EXERCISE GOAL: Below are some entries. Copy each line in them that holds "requires".

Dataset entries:
-- Opening Marker --
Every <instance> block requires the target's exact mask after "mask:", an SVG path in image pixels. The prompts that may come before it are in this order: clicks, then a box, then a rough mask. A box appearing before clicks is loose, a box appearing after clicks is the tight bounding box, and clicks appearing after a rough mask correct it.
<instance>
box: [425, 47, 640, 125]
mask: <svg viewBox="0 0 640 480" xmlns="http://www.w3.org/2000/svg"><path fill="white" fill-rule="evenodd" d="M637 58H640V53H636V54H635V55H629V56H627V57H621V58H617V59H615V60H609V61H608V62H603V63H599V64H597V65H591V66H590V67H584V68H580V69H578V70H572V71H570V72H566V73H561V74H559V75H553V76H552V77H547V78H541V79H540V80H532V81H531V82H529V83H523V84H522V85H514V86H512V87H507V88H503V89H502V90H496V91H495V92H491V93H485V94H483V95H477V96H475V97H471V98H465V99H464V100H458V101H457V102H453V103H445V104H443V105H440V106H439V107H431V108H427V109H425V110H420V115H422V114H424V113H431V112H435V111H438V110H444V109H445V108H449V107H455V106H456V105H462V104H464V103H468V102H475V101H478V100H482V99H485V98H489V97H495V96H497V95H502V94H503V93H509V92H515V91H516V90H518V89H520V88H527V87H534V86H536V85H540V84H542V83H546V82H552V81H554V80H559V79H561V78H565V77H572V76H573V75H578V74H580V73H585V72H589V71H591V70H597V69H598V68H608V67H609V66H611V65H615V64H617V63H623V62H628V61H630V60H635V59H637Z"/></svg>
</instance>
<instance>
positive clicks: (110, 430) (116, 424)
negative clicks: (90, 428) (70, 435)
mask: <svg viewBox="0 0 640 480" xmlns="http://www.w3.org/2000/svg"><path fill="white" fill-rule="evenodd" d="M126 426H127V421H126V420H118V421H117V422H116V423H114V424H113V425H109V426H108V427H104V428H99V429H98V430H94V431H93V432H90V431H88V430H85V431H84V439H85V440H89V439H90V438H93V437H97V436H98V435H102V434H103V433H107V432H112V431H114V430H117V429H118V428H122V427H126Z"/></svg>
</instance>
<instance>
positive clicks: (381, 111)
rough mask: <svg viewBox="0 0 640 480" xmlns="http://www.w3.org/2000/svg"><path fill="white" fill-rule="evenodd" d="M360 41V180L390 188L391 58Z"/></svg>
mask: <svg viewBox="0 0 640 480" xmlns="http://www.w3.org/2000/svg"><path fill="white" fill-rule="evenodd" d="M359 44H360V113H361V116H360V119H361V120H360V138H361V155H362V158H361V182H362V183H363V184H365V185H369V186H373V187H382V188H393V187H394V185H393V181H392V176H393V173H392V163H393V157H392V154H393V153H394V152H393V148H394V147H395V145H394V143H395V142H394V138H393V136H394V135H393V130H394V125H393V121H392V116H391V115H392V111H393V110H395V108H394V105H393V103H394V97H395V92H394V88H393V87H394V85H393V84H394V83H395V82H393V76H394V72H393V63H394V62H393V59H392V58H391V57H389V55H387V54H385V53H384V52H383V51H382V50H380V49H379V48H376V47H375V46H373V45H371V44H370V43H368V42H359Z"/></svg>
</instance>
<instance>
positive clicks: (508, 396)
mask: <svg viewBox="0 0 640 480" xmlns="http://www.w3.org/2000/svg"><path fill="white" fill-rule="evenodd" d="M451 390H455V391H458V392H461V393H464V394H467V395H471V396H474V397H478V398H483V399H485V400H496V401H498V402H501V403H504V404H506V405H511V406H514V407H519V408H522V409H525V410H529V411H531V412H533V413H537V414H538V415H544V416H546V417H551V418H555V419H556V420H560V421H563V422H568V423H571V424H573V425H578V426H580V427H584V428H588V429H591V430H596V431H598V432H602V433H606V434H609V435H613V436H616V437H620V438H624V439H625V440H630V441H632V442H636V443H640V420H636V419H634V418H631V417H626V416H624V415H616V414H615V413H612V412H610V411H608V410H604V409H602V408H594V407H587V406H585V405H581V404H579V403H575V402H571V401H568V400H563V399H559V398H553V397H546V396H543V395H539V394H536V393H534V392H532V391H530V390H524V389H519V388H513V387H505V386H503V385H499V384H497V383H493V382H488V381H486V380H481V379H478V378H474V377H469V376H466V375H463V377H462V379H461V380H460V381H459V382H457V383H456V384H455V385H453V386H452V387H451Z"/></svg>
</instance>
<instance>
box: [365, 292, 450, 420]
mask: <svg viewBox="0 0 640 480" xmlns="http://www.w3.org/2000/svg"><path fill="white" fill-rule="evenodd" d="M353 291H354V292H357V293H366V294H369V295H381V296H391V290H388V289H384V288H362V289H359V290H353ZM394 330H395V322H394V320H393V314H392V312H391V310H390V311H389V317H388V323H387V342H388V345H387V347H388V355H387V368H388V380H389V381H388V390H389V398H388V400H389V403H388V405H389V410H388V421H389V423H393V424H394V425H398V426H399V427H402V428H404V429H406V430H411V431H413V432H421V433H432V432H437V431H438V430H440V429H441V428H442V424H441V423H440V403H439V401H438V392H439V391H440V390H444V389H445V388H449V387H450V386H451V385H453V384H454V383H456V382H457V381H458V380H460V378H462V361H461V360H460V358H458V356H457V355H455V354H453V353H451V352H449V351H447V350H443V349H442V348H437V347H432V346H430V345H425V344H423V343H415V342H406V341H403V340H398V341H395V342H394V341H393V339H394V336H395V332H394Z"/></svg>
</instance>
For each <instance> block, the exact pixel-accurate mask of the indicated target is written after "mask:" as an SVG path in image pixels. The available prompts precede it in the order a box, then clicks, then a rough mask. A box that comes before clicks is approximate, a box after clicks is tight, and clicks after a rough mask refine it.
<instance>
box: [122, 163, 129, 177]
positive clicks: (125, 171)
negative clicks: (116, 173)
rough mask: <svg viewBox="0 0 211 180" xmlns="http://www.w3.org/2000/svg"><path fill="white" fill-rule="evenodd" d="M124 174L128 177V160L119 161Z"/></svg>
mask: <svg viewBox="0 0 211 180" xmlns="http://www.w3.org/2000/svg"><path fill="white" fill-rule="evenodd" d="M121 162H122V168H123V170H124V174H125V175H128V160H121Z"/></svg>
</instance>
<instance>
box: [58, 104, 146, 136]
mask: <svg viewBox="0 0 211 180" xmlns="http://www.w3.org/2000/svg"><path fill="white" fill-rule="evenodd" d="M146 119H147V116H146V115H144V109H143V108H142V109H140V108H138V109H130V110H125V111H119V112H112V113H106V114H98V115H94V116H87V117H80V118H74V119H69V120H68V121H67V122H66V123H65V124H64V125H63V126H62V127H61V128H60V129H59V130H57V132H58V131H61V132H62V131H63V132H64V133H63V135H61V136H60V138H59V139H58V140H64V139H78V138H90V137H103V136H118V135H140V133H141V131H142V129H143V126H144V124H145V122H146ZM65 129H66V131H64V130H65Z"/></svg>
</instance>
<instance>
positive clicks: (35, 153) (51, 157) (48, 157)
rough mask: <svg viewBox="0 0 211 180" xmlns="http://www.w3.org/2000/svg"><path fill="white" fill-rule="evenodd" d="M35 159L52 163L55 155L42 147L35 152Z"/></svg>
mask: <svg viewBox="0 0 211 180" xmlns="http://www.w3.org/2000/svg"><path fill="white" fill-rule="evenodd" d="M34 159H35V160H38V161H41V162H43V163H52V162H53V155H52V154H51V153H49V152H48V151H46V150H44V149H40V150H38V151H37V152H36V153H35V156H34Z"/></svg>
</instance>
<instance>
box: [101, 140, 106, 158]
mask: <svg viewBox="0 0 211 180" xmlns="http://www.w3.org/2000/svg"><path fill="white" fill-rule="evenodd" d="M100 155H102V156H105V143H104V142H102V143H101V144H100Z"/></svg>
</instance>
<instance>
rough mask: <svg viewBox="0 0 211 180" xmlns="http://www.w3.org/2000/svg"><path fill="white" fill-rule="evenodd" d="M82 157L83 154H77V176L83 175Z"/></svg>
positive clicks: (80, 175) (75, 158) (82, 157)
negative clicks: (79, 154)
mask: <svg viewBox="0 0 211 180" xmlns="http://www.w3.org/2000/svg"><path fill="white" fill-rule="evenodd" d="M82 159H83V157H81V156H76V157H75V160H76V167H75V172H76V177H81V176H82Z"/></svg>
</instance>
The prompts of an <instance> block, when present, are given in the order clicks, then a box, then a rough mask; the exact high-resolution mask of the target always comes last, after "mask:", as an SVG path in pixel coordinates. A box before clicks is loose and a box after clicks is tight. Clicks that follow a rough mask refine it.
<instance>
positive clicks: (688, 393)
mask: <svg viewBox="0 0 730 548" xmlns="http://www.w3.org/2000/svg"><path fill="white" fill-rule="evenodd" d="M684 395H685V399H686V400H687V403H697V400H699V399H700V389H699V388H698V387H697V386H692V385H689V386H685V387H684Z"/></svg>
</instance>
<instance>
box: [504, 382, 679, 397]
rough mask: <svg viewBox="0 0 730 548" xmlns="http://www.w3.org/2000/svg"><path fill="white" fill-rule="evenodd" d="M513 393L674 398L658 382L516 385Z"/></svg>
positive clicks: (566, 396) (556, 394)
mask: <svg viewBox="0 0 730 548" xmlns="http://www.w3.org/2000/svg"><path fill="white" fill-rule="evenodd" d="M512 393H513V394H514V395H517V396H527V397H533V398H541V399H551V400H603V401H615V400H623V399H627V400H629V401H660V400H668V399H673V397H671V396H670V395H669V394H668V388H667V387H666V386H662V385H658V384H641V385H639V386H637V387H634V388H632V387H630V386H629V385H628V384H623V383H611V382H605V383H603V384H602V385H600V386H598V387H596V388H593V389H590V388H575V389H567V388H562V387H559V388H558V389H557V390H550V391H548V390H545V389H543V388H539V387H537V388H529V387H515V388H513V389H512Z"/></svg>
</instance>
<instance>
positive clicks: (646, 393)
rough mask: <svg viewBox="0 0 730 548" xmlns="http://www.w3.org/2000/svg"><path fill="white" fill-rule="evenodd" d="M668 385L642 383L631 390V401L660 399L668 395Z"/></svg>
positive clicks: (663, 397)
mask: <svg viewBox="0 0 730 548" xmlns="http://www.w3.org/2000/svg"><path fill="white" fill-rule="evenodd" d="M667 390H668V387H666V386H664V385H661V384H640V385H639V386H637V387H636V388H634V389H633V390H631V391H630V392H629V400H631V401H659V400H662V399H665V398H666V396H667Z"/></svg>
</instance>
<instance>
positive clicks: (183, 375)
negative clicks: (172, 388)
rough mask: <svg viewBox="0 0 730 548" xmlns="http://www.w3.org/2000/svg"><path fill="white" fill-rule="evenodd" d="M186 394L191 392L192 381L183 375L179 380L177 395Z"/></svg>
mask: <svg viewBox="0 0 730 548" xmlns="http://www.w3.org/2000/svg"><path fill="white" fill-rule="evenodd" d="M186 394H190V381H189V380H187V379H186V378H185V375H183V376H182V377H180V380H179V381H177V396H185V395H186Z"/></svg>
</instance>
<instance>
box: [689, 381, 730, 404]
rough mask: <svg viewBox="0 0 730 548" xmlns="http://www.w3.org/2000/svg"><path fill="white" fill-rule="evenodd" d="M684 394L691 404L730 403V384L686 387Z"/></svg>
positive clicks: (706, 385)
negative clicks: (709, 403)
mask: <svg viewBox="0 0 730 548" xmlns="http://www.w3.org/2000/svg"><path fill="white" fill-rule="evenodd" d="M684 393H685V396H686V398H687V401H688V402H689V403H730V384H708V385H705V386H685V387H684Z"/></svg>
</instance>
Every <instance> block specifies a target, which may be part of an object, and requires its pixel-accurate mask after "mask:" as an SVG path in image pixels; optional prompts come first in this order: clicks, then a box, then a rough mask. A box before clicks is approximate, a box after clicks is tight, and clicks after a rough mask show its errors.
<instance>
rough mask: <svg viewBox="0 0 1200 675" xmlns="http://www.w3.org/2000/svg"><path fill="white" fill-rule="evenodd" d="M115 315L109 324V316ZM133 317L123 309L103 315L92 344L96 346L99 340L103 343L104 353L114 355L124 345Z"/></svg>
-- Closing Marker --
REPLY TO THE EXERCISE:
Every <instance> block requires the target's exact mask after "mask:", an SVG path in image pixels. The prompts that may come before it are in this order: clicks, then a box, then a rough mask. A box appearing before clicks is loose, a box appearing after clicks is the tight bounding box, and clicks appearing after a rough mask correct it.
Every <instance> block specifies a target, which may be part of an object, and requires its pixel-accurate mask after "mask:" as an SVG path in image pixels; optional prompts come first in this order: clicks, then a box, then a rough mask. A box before clicks is approximate, a box after clicks is tight, and clicks after a rough mask show its errors.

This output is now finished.